Try it: Lines of the data that contain the word "request" are the ones to copy.

Referring expression grounding data:

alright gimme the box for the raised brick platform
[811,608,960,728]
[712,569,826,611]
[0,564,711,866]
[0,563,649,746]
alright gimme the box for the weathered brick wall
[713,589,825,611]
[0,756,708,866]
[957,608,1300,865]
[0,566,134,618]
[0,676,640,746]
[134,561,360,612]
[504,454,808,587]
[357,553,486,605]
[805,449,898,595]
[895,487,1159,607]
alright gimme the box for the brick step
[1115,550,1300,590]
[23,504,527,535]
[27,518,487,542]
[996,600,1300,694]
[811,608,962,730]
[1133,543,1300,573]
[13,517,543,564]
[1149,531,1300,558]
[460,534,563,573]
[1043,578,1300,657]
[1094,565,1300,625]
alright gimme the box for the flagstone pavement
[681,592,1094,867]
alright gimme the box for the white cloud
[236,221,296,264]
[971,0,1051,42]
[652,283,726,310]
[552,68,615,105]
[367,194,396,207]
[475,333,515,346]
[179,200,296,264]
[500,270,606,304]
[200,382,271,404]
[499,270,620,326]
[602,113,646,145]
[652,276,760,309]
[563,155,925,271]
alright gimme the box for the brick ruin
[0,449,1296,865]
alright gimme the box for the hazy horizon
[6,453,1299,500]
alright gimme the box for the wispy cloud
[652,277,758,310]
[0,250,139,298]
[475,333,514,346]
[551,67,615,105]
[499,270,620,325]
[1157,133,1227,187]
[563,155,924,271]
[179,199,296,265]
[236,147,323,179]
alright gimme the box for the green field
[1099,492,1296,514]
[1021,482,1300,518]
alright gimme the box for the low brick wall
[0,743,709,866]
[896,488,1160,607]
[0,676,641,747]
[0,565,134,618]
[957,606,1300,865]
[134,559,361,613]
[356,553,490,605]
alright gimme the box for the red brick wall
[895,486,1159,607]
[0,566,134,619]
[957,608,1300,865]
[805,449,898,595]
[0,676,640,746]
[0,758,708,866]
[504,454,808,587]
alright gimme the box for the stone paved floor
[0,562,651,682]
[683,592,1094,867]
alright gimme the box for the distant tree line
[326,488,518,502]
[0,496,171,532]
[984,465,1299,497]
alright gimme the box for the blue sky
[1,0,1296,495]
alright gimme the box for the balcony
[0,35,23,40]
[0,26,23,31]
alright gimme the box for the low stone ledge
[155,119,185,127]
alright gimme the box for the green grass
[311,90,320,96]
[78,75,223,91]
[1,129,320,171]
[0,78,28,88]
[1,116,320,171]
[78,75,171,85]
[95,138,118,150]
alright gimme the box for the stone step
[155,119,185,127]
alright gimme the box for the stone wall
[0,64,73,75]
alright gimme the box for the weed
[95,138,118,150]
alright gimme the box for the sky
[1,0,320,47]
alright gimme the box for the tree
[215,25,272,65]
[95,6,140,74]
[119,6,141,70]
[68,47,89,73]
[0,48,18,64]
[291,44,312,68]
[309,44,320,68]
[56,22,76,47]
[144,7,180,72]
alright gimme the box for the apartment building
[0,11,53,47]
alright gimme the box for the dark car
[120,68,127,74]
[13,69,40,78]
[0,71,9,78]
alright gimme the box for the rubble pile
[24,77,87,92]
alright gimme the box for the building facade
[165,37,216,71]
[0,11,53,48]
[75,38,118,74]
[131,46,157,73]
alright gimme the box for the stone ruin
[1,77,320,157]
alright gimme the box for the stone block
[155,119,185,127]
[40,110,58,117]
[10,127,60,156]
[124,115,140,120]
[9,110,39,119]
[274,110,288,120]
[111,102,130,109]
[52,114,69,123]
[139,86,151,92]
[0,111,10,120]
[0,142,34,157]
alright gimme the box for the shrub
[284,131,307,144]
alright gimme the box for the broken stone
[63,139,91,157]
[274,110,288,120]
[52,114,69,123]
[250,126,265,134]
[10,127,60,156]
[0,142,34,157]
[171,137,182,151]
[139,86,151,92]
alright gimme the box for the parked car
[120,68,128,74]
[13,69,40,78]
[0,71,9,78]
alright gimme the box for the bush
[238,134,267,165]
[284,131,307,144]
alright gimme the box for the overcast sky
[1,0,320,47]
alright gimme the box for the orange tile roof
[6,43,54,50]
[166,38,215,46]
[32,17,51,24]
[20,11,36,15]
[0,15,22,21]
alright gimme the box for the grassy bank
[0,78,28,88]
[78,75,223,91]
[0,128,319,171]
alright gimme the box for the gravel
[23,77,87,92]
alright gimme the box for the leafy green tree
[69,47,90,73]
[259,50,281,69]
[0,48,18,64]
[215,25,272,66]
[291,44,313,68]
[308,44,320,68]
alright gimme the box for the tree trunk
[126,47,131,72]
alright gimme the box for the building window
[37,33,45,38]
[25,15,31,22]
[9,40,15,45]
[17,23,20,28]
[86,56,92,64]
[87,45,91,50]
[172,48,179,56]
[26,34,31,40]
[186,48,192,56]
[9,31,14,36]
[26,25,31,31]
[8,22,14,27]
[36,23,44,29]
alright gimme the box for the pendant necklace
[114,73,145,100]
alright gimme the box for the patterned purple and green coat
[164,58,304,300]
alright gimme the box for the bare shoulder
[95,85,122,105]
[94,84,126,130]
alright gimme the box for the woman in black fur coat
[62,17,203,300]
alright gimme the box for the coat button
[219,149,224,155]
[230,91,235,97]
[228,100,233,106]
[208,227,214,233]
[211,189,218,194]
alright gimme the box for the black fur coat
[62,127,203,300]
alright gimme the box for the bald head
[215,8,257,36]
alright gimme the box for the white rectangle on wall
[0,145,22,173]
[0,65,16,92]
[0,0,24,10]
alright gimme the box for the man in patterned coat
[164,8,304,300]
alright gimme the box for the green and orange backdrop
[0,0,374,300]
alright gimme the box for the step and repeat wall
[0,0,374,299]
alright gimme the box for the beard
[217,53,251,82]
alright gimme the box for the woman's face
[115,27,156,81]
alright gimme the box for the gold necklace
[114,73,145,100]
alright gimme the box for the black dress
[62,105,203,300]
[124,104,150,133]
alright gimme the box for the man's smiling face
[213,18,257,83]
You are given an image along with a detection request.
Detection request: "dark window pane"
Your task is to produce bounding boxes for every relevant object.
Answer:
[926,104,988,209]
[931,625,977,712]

Response to this task:
You are given an image along with a detection request.
Detection request: "dark window pane"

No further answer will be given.